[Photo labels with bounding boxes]
--

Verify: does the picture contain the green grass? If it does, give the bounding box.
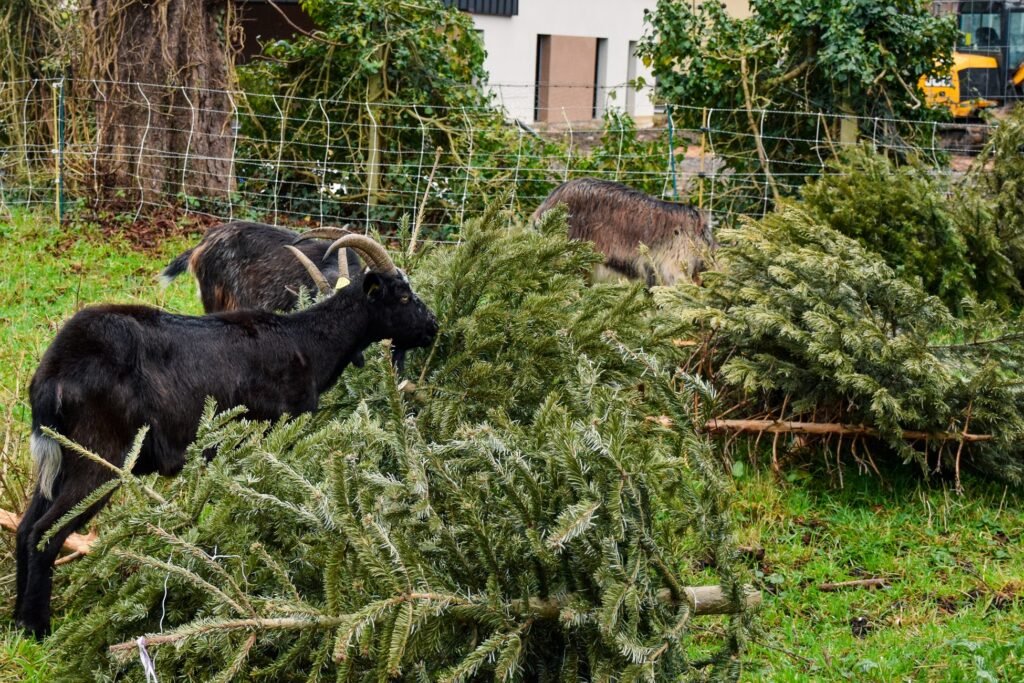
[0,214,1024,681]
[736,465,1024,681]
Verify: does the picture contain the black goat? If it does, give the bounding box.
[160,220,362,313]
[14,234,437,637]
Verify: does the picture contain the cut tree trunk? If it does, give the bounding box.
[704,418,992,441]
[84,0,234,204]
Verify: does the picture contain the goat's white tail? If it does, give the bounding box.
[29,430,60,501]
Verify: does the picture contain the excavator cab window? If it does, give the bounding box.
[1007,11,1024,70]
[959,3,1002,49]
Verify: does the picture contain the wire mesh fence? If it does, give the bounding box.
[0,80,987,241]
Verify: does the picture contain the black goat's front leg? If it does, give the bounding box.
[14,475,110,640]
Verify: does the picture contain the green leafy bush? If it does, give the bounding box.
[640,0,956,213]
[801,145,974,309]
[656,205,1024,483]
[54,212,750,681]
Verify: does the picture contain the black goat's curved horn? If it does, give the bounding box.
[292,225,353,245]
[338,247,352,280]
[324,234,398,275]
[285,245,331,294]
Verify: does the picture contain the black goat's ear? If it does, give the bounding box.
[362,270,384,301]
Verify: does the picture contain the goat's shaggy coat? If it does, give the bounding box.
[160,220,362,313]
[14,254,437,636]
[534,178,716,286]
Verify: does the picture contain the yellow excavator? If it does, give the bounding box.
[920,0,1024,119]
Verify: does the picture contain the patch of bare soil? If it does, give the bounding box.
[83,204,223,253]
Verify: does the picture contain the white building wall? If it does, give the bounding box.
[473,0,656,121]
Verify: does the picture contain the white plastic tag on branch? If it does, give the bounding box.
[135,636,160,683]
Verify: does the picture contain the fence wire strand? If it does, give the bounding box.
[0,79,990,243]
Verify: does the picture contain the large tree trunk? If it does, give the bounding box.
[84,0,234,204]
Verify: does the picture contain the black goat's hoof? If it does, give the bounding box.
[14,620,50,642]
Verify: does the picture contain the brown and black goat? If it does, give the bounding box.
[14,234,437,637]
[534,178,717,286]
[160,220,362,313]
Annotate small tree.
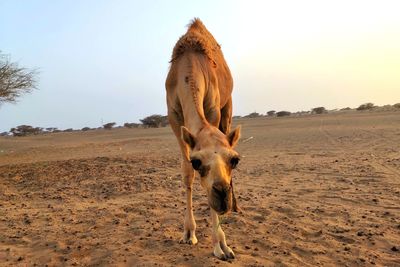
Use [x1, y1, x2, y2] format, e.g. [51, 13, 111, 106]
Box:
[124, 122, 140, 128]
[393, 103, 400, 108]
[276, 111, 292, 117]
[46, 127, 57, 133]
[311, 107, 328, 114]
[103, 122, 116, 130]
[140, 114, 168, 128]
[10, 125, 43, 136]
[357, 103, 375, 110]
[0, 51, 37, 104]
[244, 112, 261, 118]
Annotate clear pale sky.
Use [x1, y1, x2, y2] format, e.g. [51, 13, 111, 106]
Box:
[0, 0, 400, 131]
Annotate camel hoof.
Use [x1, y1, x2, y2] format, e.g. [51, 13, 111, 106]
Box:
[179, 231, 198, 245]
[214, 253, 227, 261]
[227, 251, 235, 259]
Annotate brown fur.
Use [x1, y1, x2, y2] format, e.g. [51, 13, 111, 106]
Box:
[165, 19, 240, 258]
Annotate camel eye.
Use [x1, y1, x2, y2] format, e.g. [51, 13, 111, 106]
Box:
[190, 159, 201, 171]
[229, 157, 240, 169]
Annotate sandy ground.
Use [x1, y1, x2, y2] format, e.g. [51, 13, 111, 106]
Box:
[0, 112, 400, 266]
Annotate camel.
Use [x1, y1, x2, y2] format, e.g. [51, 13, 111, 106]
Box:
[165, 18, 241, 260]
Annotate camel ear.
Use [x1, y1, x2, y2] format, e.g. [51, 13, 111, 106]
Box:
[181, 126, 196, 149]
[227, 125, 242, 147]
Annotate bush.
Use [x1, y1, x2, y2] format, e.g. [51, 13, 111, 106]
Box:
[393, 103, 400, 108]
[276, 111, 292, 117]
[140, 114, 169, 128]
[244, 112, 261, 118]
[357, 103, 375, 110]
[46, 127, 57, 133]
[103, 122, 116, 130]
[124, 122, 140, 128]
[311, 107, 328, 114]
[10, 125, 43, 136]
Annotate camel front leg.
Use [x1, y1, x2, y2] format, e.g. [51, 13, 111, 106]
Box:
[210, 208, 235, 260]
[181, 159, 197, 245]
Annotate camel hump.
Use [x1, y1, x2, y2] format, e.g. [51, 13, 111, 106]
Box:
[171, 18, 221, 62]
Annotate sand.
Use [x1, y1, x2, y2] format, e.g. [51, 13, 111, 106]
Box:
[0, 112, 400, 266]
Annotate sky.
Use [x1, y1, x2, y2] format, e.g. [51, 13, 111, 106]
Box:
[0, 0, 400, 131]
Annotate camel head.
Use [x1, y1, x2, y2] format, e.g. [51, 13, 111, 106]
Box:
[181, 125, 240, 214]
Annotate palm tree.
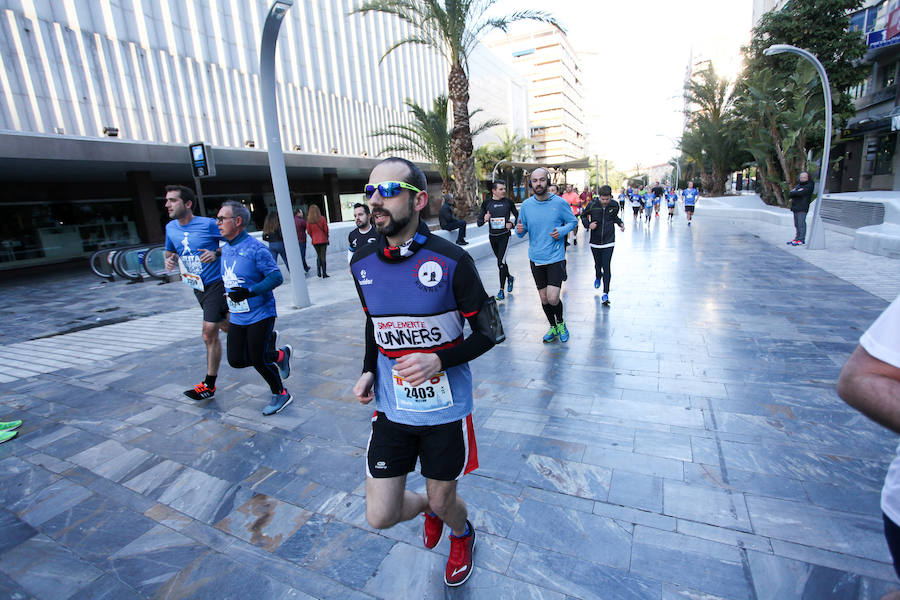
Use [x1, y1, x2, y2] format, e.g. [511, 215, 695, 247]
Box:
[370, 95, 503, 194]
[350, 0, 559, 210]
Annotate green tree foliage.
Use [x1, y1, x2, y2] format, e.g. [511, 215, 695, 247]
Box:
[370, 95, 503, 193]
[351, 0, 559, 212]
[735, 0, 870, 206]
[681, 65, 748, 196]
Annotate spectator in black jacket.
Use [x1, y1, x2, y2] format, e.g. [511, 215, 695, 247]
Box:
[438, 194, 469, 246]
[787, 171, 815, 246]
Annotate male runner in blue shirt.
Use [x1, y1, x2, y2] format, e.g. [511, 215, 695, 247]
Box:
[166, 185, 228, 400]
[516, 167, 578, 344]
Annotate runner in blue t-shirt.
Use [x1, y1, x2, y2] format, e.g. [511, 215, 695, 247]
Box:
[516, 167, 577, 343]
[216, 200, 292, 416]
[166, 185, 228, 400]
[681, 181, 700, 227]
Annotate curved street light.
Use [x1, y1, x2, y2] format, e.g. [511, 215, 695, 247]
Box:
[763, 44, 832, 250]
[259, 0, 311, 308]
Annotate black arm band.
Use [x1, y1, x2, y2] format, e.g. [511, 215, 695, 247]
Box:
[363, 316, 378, 373]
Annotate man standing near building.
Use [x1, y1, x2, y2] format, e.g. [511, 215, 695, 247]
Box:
[787, 171, 815, 246]
[581, 185, 625, 304]
[438, 194, 469, 246]
[837, 297, 900, 600]
[166, 180, 228, 400]
[563, 183, 581, 246]
[681, 181, 700, 227]
[477, 181, 519, 300]
[350, 157, 503, 586]
[347, 202, 378, 262]
[294, 208, 309, 273]
[516, 167, 577, 344]
[216, 200, 293, 416]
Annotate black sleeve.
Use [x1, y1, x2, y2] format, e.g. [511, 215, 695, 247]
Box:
[363, 314, 378, 373]
[434, 253, 494, 369]
[507, 198, 519, 223]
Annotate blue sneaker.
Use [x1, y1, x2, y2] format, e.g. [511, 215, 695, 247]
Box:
[544, 326, 556, 344]
[275, 344, 294, 379]
[263, 389, 294, 417]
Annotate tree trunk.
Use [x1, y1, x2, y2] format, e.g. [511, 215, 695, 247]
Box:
[447, 63, 478, 217]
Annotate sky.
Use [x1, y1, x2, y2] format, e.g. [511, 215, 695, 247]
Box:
[492, 0, 753, 171]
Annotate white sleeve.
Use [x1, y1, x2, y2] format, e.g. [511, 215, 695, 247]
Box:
[859, 296, 900, 368]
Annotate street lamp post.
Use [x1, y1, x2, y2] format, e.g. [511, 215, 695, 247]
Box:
[259, 0, 311, 308]
[763, 44, 832, 250]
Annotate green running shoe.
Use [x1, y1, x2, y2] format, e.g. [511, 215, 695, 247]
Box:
[544, 325, 556, 344]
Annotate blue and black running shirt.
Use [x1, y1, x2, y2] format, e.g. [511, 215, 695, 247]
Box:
[350, 222, 493, 425]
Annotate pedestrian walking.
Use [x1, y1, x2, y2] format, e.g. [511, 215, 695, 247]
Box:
[787, 171, 815, 246]
[263, 212, 291, 271]
[294, 208, 309, 273]
[306, 204, 328, 277]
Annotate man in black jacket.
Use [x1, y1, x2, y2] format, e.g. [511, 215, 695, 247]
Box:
[581, 185, 625, 304]
[438, 194, 469, 246]
[787, 171, 815, 246]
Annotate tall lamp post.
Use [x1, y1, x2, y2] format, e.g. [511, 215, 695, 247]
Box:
[259, 0, 311, 308]
[763, 44, 832, 250]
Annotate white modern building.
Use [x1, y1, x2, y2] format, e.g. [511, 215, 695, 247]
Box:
[0, 0, 527, 270]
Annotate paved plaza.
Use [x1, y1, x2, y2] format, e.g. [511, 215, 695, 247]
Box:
[0, 202, 900, 600]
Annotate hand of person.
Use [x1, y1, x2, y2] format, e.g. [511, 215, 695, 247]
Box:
[394, 352, 441, 386]
[353, 371, 375, 404]
[228, 287, 250, 302]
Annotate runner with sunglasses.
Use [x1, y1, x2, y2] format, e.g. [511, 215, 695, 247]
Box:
[350, 157, 503, 586]
[477, 181, 519, 300]
[516, 167, 577, 344]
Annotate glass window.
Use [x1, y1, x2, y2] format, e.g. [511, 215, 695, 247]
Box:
[875, 133, 897, 175]
[878, 61, 897, 88]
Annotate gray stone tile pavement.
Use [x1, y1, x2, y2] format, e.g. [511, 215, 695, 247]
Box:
[0, 204, 900, 600]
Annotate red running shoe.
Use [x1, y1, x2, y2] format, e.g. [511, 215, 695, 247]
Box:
[422, 513, 444, 548]
[444, 520, 475, 587]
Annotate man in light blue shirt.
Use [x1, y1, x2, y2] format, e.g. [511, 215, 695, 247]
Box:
[516, 167, 578, 344]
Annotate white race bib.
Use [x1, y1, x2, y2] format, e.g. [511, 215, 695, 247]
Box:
[391, 371, 453, 412]
[178, 257, 206, 292]
[225, 294, 250, 312]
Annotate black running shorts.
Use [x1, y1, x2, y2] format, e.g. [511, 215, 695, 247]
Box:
[531, 260, 566, 290]
[366, 412, 478, 481]
[194, 279, 228, 323]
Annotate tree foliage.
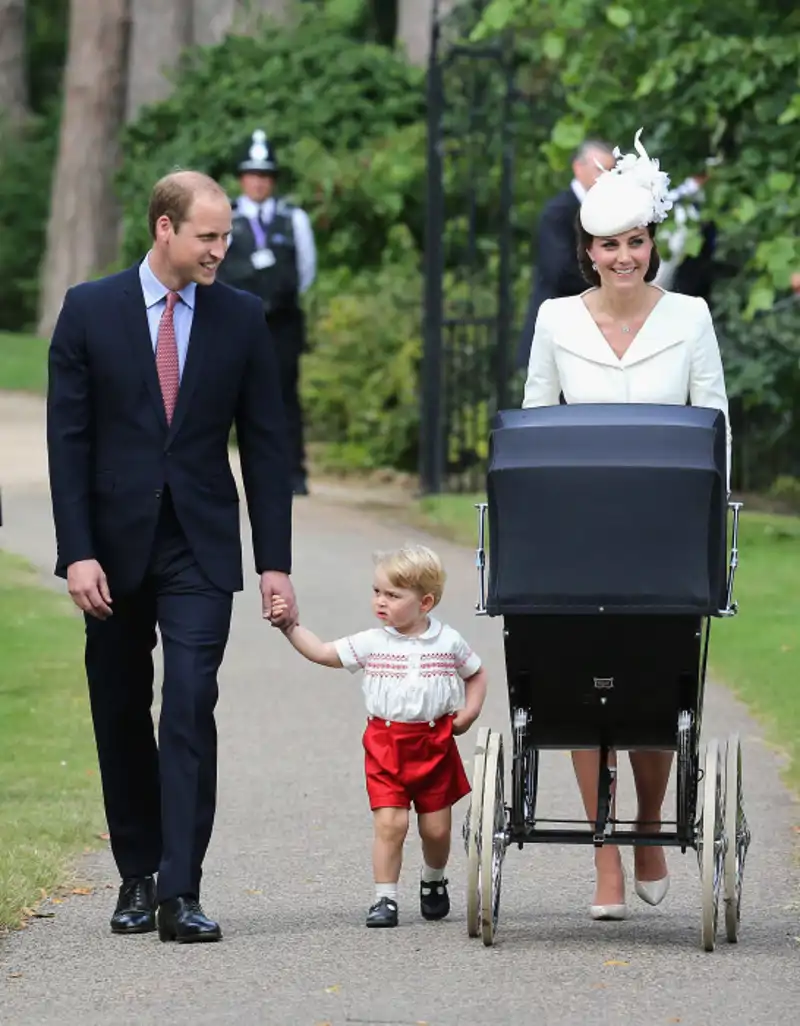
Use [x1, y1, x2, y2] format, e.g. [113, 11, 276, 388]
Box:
[475, 0, 800, 315]
[119, 11, 425, 271]
[468, 0, 800, 487]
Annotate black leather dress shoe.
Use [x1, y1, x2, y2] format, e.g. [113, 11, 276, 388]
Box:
[367, 898, 398, 929]
[111, 876, 156, 934]
[158, 897, 223, 944]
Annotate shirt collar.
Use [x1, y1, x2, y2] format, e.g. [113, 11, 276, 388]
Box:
[569, 179, 586, 203]
[236, 196, 275, 218]
[384, 617, 442, 641]
[138, 254, 197, 310]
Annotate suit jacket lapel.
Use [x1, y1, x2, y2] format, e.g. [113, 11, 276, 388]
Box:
[167, 285, 213, 438]
[123, 265, 167, 430]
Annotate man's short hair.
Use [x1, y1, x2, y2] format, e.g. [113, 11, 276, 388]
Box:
[572, 139, 613, 163]
[148, 170, 228, 239]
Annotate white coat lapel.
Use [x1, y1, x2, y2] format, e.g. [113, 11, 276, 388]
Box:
[621, 334, 685, 367]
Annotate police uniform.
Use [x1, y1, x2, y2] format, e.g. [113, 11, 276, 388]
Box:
[218, 130, 316, 495]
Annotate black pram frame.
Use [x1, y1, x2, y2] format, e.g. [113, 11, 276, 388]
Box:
[464, 404, 750, 950]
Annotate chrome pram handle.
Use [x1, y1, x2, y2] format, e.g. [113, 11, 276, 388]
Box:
[475, 502, 745, 617]
[475, 503, 489, 617]
[719, 502, 745, 617]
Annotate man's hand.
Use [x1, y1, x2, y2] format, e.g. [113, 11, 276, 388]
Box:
[67, 559, 112, 620]
[270, 595, 292, 630]
[262, 570, 297, 629]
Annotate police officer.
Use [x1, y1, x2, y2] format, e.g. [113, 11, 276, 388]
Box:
[217, 129, 317, 496]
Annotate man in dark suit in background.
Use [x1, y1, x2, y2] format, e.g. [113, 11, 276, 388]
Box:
[517, 140, 615, 367]
[47, 171, 296, 942]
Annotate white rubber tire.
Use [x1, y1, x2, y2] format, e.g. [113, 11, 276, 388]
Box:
[480, 732, 506, 947]
[467, 726, 491, 937]
[701, 738, 722, 951]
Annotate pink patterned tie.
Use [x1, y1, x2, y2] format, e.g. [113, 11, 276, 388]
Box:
[156, 292, 181, 424]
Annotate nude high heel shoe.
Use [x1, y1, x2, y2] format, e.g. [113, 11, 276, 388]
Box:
[634, 873, 670, 905]
[589, 867, 628, 921]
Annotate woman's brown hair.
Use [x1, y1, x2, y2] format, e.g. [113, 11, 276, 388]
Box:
[575, 218, 662, 287]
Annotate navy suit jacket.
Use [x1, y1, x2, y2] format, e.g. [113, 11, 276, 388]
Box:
[47, 265, 291, 596]
[517, 189, 589, 367]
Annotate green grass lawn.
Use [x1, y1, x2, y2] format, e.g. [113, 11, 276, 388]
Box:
[0, 331, 47, 395]
[0, 552, 106, 929]
[419, 496, 800, 792]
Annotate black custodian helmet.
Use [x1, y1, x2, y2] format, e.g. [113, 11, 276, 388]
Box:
[236, 128, 278, 174]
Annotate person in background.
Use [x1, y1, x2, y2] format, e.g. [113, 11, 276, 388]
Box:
[654, 162, 717, 303]
[517, 139, 614, 367]
[217, 128, 317, 496]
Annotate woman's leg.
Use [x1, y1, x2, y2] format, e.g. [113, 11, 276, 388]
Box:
[572, 749, 625, 905]
[630, 752, 673, 881]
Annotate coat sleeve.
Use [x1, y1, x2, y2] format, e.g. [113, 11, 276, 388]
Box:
[689, 299, 731, 491]
[236, 295, 292, 574]
[522, 300, 561, 409]
[47, 289, 94, 574]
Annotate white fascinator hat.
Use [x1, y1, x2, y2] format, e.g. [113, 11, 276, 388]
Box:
[581, 128, 672, 238]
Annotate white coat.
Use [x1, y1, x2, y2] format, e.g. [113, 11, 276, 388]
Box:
[522, 291, 730, 480]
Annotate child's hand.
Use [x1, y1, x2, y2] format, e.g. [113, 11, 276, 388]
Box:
[452, 709, 478, 738]
[270, 595, 288, 620]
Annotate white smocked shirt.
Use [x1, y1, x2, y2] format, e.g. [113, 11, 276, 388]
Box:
[334, 617, 481, 723]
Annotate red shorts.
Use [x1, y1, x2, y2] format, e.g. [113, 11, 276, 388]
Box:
[364, 716, 471, 813]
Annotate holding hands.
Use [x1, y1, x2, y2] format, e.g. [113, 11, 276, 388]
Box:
[261, 570, 297, 630]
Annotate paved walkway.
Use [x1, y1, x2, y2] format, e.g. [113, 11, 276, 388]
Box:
[0, 397, 800, 1026]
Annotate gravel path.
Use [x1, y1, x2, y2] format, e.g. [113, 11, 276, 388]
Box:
[0, 396, 800, 1026]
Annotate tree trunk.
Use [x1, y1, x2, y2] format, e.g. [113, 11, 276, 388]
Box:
[39, 0, 131, 337]
[0, 0, 28, 123]
[397, 0, 458, 65]
[126, 0, 194, 121]
[194, 0, 293, 46]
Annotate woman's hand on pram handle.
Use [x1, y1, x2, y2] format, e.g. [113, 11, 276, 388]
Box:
[452, 709, 478, 738]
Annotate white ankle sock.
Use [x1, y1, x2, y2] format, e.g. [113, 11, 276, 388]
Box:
[375, 883, 397, 902]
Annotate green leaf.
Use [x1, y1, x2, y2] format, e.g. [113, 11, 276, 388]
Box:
[542, 32, 566, 61]
[605, 4, 633, 29]
[735, 196, 758, 225]
[744, 279, 775, 320]
[767, 171, 795, 193]
[553, 120, 586, 150]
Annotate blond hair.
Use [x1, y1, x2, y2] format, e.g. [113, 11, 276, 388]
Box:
[148, 171, 228, 239]
[374, 545, 445, 605]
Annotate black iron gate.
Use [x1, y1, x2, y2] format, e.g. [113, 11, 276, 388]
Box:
[419, 0, 515, 494]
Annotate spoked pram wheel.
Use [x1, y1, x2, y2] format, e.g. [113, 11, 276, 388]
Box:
[464, 726, 491, 937]
[698, 738, 725, 951]
[480, 732, 506, 946]
[724, 734, 750, 944]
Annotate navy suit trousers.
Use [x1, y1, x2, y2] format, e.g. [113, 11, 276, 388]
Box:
[86, 490, 233, 901]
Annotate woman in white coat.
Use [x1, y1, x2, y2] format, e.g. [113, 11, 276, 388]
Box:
[522, 129, 730, 919]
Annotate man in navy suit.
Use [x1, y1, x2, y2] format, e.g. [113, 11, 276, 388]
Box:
[47, 171, 296, 942]
[517, 140, 614, 367]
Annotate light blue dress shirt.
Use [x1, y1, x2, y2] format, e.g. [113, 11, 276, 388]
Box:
[138, 257, 197, 378]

--

EXERCISE BRIEF >> Can you find every line in the entries above that includes the word "handle" and copy each one out?

EXERCISE RESPONSE >>
Annotate chrome pram handle.
Annotate woman's hand on pram handle.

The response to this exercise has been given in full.